[AIM OF THE TASK]:
Can you output the records below exactly as they are written?

[MATERIAL SUPPLIED]:
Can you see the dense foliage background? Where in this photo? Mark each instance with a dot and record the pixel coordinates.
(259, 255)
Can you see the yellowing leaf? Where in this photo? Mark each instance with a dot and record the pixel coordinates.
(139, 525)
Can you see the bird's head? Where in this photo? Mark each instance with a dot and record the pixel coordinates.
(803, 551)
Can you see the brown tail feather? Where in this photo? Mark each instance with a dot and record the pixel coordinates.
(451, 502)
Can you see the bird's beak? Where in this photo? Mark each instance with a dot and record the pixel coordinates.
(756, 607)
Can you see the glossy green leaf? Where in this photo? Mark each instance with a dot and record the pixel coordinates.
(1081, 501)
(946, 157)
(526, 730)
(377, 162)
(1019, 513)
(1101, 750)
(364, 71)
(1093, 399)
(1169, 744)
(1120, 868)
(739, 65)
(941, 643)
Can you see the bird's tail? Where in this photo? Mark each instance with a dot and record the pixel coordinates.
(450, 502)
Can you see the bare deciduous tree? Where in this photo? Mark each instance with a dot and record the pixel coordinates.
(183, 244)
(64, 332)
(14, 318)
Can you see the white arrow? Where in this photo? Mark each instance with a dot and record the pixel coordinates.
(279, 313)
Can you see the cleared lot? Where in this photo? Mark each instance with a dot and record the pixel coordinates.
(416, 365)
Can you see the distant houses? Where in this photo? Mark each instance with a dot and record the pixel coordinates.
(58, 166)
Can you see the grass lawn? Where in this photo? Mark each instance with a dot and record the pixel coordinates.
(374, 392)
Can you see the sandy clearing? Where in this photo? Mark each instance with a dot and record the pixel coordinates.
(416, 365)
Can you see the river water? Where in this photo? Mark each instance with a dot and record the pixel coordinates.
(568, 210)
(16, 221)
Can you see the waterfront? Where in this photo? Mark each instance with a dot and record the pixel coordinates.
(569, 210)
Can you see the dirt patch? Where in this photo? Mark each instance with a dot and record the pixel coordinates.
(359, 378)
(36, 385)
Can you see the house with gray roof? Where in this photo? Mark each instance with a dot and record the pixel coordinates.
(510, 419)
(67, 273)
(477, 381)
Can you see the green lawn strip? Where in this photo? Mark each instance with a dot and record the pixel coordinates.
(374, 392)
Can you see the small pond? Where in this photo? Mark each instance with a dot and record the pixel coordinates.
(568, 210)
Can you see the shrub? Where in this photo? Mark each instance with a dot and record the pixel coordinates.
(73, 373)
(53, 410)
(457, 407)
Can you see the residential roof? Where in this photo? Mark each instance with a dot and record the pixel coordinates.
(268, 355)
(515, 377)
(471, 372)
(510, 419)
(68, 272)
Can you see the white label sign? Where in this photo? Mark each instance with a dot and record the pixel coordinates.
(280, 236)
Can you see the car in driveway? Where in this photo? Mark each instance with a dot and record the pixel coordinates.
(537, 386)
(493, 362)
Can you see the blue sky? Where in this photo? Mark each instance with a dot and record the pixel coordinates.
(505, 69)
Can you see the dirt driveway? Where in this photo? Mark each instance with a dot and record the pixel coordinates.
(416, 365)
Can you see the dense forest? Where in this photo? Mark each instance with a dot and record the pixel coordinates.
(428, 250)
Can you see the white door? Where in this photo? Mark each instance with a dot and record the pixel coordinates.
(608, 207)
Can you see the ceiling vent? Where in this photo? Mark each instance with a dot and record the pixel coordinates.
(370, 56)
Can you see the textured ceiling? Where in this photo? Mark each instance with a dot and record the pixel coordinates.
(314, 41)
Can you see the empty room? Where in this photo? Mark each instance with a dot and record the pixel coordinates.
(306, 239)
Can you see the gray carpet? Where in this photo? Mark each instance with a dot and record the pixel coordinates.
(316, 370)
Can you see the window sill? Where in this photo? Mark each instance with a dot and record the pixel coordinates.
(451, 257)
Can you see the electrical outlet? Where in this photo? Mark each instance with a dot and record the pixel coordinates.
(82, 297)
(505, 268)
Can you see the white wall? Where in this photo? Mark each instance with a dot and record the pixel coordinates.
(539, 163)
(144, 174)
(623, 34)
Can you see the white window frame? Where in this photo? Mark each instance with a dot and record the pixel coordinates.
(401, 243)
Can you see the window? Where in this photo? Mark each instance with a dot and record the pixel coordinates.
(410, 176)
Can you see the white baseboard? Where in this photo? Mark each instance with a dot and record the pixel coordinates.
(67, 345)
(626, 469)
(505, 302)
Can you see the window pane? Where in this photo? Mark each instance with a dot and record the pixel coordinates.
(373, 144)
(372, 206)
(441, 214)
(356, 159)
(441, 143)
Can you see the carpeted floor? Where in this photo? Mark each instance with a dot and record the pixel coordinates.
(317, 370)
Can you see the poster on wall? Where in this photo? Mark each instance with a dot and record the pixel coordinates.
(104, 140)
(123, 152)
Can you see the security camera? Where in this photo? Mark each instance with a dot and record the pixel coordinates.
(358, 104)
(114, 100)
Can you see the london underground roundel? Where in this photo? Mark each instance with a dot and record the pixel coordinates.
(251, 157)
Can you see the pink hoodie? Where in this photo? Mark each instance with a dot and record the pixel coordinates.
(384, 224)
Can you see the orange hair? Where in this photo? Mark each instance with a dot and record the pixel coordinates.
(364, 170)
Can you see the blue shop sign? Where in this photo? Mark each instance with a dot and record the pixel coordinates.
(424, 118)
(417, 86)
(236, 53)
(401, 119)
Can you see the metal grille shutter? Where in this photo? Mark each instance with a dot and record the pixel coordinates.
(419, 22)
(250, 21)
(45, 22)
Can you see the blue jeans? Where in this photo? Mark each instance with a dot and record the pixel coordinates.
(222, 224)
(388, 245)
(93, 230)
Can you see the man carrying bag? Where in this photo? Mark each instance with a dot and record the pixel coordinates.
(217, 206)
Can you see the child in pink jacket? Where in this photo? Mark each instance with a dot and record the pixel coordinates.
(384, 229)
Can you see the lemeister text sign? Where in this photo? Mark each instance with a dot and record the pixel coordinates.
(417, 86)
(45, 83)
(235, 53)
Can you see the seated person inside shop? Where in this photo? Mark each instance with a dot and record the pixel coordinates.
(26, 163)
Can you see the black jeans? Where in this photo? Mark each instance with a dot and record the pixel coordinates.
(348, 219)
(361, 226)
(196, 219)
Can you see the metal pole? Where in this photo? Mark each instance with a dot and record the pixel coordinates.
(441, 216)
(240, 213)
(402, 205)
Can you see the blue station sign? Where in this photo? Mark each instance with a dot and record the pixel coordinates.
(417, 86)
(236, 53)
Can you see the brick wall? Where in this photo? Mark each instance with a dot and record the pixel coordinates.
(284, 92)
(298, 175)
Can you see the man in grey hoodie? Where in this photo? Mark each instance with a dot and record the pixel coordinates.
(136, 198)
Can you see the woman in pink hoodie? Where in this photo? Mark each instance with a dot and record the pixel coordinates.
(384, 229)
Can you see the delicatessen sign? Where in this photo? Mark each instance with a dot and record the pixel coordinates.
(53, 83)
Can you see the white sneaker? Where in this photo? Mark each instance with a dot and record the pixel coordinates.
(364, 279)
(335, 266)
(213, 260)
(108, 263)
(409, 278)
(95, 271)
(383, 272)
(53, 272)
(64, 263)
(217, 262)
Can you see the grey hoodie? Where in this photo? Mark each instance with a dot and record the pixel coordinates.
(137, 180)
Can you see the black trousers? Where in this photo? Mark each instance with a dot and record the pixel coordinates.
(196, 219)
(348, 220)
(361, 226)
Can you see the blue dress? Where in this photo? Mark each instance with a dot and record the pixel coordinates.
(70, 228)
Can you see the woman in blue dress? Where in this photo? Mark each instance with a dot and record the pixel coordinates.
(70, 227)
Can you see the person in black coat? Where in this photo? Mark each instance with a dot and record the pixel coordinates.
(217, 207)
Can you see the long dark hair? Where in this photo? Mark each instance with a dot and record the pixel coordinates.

[FINISHED ANSWER]:
Can you see the dense foliage background? Where in this photo? Mark each instance with a dot and record the pixel coordinates.
(259, 255)
Can you see the yellowing leaf? Where in this photo? Mark each instance with a dot and record the pixel coordinates.
(139, 525)
Can you see the bird's head? Where in this photo? Mark each instance with a dot and record the pixel coordinates.
(803, 551)
Can you see the brown tail feather? Where in this photo? Mark each instance with a dot and record the pixel coordinates.
(451, 502)
Can you see the bird's beak? Where in this photo? Mark each instance with a dot and record the pixel coordinates.
(756, 607)
Can you see the glossy green leaf? Where in this photo? Mark each instance with a dot and record the pixel coordinates.
(1081, 501)
(946, 157)
(526, 730)
(377, 162)
(1019, 513)
(1101, 750)
(364, 71)
(1093, 399)
(1169, 744)
(1120, 868)
(739, 65)
(941, 643)
Can you see the bird's tail? Where in this photo? Mark each instance with a dot and record the pixel coordinates.
(450, 502)
Can you see the bare deciduous tree? Where in this photo? Mark each instance with a dot and record the pixel coordinates.
(183, 244)
(64, 332)
(14, 318)
Can you see the white arrow? Where in this photo? Mark each instance with a dot and record the pixel coordinates.
(279, 313)
Can you see the cleared lot? Where in this photo? Mark each instance with a dot and record the pixel coordinates.
(416, 365)
Can you see the distant houses? Where in this photo? Mark each instance with a dot and record the pixel coordinates.
(58, 166)
Can you see the grass lawn? Where in this photo? Mark each instance with a dot and record the pixel coordinates.
(374, 392)
Can you see the sandy clearing? Where in this photo? Mark each instance with a dot and record the pixel coordinates.
(416, 365)
Can you see the river water? Where in this photo? Mark each instance with a dot and record the pixel coordinates.
(568, 210)
(16, 221)
Can you see the waterfront? Where in this photo? Mark each instance with a dot and record the pixel coordinates.
(569, 210)
Can you see the dirt patch? Where in this photo? Mark each instance with a dot and record the pixel coordinates.
(359, 378)
(36, 385)
Can you see the house with gray roof? Where in this photo? Mark each instance with a dot and record the pixel coordinates.
(510, 419)
(67, 273)
(477, 381)
Can you see the green lawn strip? Where in this photo? Mark each instance with a dot and record the pixel coordinates.
(374, 392)
Can you see the small pond? Where in this photo? Mark each instance with a dot and record the pixel coordinates.
(568, 210)
Can you see the shrub? Where in this photo? Mark each instance with a dot and record the pixel coordinates.
(73, 373)
(53, 410)
(457, 407)
Can you see the residential roof? Where in this photo? Mark each instance with a dot and record the pixel coordinates.
(268, 355)
(515, 377)
(471, 372)
(510, 419)
(68, 272)
Can you see the white label sign? Where in this photo? Mark each instance with a dot and record the pixel coordinates.
(280, 236)
Can you see the car in driveway? Where in this photo? Mark each instance with a dot and record the pixel coordinates.
(537, 386)
(493, 362)
Can you see the blue sky? Where in this photo? Mark each instance with a dot and record the pixel coordinates.
(505, 69)
Can you see the dirt driveway? Where in this photo? Mark each instance with a dot and record the pixel coordinates.
(416, 365)
Can you see the dense forest? Where in this photo? Mark each instance with a dot and record the pixel coordinates.
(428, 250)
Can you see the white door? Where in this photo? Mark each instance with a dot and record the pixel coordinates.
(608, 207)
Can you see the ceiling vent? Where in this photo? Mark each instance with a dot and record the pixel coordinates.
(370, 56)
Can you see the textured ceiling? Where in this photo? Mark each instance with a dot and record the pixel coordinates.
(314, 41)
Can you see the empty room? Where in this photo? Mark each instance with a dot and record the pixel coordinates.
(306, 239)
Can you see the gray carpet? Where in this photo? Mark each instance with a dot and record the pixel coordinates.
(316, 370)
Can you see the window sill? Where in this photo? Mark each instance with a dot and record the pixel coordinates.
(451, 257)
Can you see the electrical outlet? Where in this photo? Mark each instance with a dot and record the pixel coordinates.
(82, 297)
(505, 268)
Can you see the white wall? Where in this photo? Mark each instance with a dot and record the pixel coordinates.
(539, 163)
(144, 174)
(623, 34)
Can you see the white window frame? Where in this photo? Mark each instance with a dot and record the pixel coordinates.
(401, 243)
Can you see the window? Where in this photo? Mark each instance with a dot and record the pixel coordinates.
(410, 176)
Can you see the white baseboard? Where in this photo? Mark each instance with a dot and record the pixel coordinates.
(67, 345)
(626, 469)
(505, 302)
Can you see the window pane? Where in this photo? Mark each instance with a dot and record the pixel coordinates.
(373, 144)
(372, 206)
(441, 214)
(356, 159)
(441, 143)
Can you see the carpeted floor? Where in this photo? Mark each instance with a dot and record the pixel coordinates.
(317, 370)
Can you see the poster on wall? Where in this photo? Mark each instance with a dot and record the pixel coordinates.
(104, 140)
(123, 152)
Can you see the security camera? Where in this photo? Mark each instance with a dot and record the pixel coordinates.
(358, 104)
(114, 100)
Can you see the london underground roundel? Where in this photo? Mark each instance with a dot and record the pixel coordinates.
(251, 157)
Can you see the pink hoodie? Where in this photo? Mark each instance with a dot and record the pixel coordinates.
(384, 224)
Can you see the orange hair? Where in this photo? Mark each instance with a dot and record the pixel coordinates.
(364, 170)
Can you see the blue shop sign? Where in this photo? Mark each instance with a dot and record the pixel coordinates.
(424, 118)
(417, 86)
(236, 53)
(401, 119)
Can you see the metal grille shutter? Where in this photo? Mark each instance with a dot and record the pixel coordinates.
(419, 22)
(250, 21)
(45, 22)
Can you see the blue jeans? Where in this photo? Mark each instance with a dot and record the pixel coordinates.
(222, 224)
(388, 245)
(93, 230)
Can you see the man carrying bag? Where in this photo? Mark each instance with a dot and record the pixel coordinates.
(217, 206)
Can you see the child in pink jacket? Where in this photo? Mark each instance with a dot and record the pixel coordinates.
(384, 229)
Can you see the lemeister text sign? Where in this photo? Mark each instance with a dot and record the pixel coordinates.
(417, 86)
(45, 83)
(235, 53)
Can you see the seated person inside shop? Where in this photo? Mark each instance with a dot and record the pixel coordinates.
(26, 163)
Can you see the black jeans? Where in this photo? Mark each instance with a dot and record the pixel coordinates.
(348, 219)
(361, 226)
(196, 219)
Can you see the metal pole? Where in this photo? Mark each instance with a dot and record the pixel coordinates.
(441, 216)
(240, 213)
(402, 205)
Can you see the blue station sign? Where in this photo? Mark each instance with a dot and record the pixel coordinates.
(417, 86)
(236, 53)
Can you see the brick wall? Where in this photo? Mark each instance with a dot and record the pixel coordinates.
(284, 92)
(298, 175)
Can you see the man in grey hoodie? Where in this photo? Mark each instance with a dot and record the pixel coordinates.
(136, 198)
Can you see the woman in pink hoodie? Where in this photo? Mark each instance with a dot and record the pixel coordinates.
(384, 229)
Can you see the delicatessen sign? Where in this photo? Mark each instance with a dot and record the pixel coordinates.
(53, 83)
Can you see the white sneaker? Where in this photo? Mark each instance with a dot and record the pixel coordinates.
(364, 279)
(335, 266)
(213, 260)
(108, 263)
(409, 278)
(95, 271)
(383, 272)
(53, 272)
(64, 263)
(217, 262)
Can you see the grey hoodie? Where in this photo? Mark each instance with a dot and record the pixel coordinates.
(137, 180)
Can you see the black trousers? Where in this photo? Mark each instance with a dot and record the pixel coordinates.
(196, 219)
(348, 220)
(361, 226)
Can you see the blue dress? Where in this photo? Mark each instance with a dot and record the pixel coordinates.
(70, 228)
Can you see the woman in blue dress? Where in this photo? Mark each instance with a dot and record the pixel coordinates.
(70, 227)
Can you see the person in black coat? Where in this photo? Mark each instance with a dot and record the pixel coordinates.
(217, 207)
Can you see the long dark hair? Where in this photo? Mark each instance with a dot and record the pixel coordinates.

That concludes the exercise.